The teens wanted smokers to stop their nasty habit.
On Nov. 11, 1998, 56 members of Idaho Drug Free Youth (IDFY) seized seats in the smoking section of the old IHOP at Interstate 90 & Fourth Street. The idea was to commandeer the section for two hours and let smoking customers suffer nicotine fits elsewhere.
“We want to show smoking is bad,” said Chrislyn Barnes, 17, of IDFY.
The sit-in was staged as part of the American Cancer Society’s annual Great American Smokeout. The smoke-out on the third Thursday of November is still a thing, although Coeur d’Alene’s IHOP isn’t. The once-popular restaurant closed without warning Feb. 21, 2021.
Now wait a dang minute, responds Rebecca Priano of Post Falls to that Huckleberries item (Oct. 29, 2023) that Patricia Harden was the first KCSO female deputy to be sworn in. Rebecca says she was sworn in months earlier, in June 1983, as a full-time marine deputy.
“They had to connect the women’s bathroom in the marine building just for me,” Rebecca said.
The other marine deputies were tough on her for a few weeks. But they eased up when Rebecca proved she had the grit and knowledge to do the job: “They saw I wasn’t afraid of hard work or dirty jokes.”
--------------------------------
§ **Task details**: According to the column text, on what date did Coeur d'Alene's IHOP close? The lines that come next are separate material and have no connection to the text above.

§ **Material provided**:
--------------------------------
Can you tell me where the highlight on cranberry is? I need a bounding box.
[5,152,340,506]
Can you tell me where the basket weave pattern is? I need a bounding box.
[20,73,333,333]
--------------------------------
§ **Expected answer**: It closed without warning on Feb. 21, 2021.